::: Provided records
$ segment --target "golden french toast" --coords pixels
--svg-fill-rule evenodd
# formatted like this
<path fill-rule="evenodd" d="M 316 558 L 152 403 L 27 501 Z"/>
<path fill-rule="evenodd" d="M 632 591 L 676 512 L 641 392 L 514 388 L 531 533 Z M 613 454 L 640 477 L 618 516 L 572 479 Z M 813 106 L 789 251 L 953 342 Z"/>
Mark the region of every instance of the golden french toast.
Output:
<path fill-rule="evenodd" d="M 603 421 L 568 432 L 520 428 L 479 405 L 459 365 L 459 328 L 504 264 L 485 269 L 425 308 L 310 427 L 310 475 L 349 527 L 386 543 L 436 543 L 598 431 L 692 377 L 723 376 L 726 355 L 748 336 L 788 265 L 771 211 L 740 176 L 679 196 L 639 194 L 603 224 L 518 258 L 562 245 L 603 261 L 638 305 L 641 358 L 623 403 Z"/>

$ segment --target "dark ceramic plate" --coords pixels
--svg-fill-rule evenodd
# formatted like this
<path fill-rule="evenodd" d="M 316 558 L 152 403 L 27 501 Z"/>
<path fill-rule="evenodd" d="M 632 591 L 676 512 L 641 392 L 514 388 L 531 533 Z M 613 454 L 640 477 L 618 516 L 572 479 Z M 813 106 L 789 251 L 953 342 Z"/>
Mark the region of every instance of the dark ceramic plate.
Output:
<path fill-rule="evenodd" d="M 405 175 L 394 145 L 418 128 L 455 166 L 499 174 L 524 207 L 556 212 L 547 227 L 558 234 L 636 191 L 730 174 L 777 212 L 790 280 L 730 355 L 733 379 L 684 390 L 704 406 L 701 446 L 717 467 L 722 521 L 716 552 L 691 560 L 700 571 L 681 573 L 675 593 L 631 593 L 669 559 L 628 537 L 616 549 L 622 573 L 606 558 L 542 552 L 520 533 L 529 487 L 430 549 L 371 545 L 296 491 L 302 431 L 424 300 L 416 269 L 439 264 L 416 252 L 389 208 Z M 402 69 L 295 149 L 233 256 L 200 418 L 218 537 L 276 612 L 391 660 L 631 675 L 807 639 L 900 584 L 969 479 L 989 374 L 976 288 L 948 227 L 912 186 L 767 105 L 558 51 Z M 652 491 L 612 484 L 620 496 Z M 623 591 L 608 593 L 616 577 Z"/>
::::::
What you have to do: Write out every line of the outline labeling data above, changing nothing.

Task response:
$ segment --target "golden french toast" --coords pixels
--svg-fill-rule evenodd
# formatted like this
<path fill-rule="evenodd" d="M 316 558 L 152 403 L 27 501 Z"/>
<path fill-rule="evenodd" d="M 632 591 L 676 512 L 641 392 L 514 388 L 531 533 Z M 613 454 L 640 477 L 618 516 L 572 479 Z M 813 106 L 789 251 L 953 342 Z"/>
Mark the region of every instance of the golden french toast.
Output:
<path fill-rule="evenodd" d="M 603 421 L 568 432 L 520 428 L 479 405 L 459 365 L 459 328 L 504 264 L 485 269 L 425 308 L 310 427 L 310 475 L 349 527 L 386 543 L 436 543 L 598 431 L 692 377 L 723 376 L 726 355 L 748 336 L 788 265 L 771 211 L 740 176 L 679 196 L 639 194 L 603 224 L 518 258 L 562 245 L 603 261 L 638 305 L 641 358 L 623 403 Z"/>

$ segment --target "dark ceramic plate" --coords pixels
--svg-fill-rule evenodd
# formatted like this
<path fill-rule="evenodd" d="M 316 558 L 152 403 L 27 501 Z"/>
<path fill-rule="evenodd" d="M 632 591 L 676 512 L 641 392 L 514 388 L 531 533 Z M 613 454 L 640 477 L 618 516 L 572 479 Z M 813 106 L 789 251 L 953 342 Z"/>
Mark the region of every instance of the dark ceramic plate.
Output:
<path fill-rule="evenodd" d="M 405 175 L 394 145 L 418 128 L 455 166 L 499 174 L 524 207 L 556 212 L 547 227 L 558 234 L 636 191 L 730 174 L 777 212 L 790 280 L 730 355 L 733 379 L 684 390 L 704 406 L 701 446 L 717 467 L 722 521 L 716 552 L 691 560 L 700 571 L 681 573 L 675 593 L 631 593 L 669 559 L 628 537 L 616 549 L 622 573 L 606 558 L 542 552 L 520 533 L 529 487 L 430 549 L 371 545 L 296 491 L 302 431 L 424 300 L 416 269 L 439 264 L 416 252 L 389 208 Z M 402 69 L 295 149 L 233 256 L 200 418 L 218 537 L 276 612 L 391 660 L 631 675 L 807 639 L 900 584 L 969 479 L 989 374 L 976 288 L 948 227 L 912 186 L 767 105 L 558 51 Z M 652 491 L 612 484 L 620 496 Z M 623 591 L 608 593 L 616 577 Z"/>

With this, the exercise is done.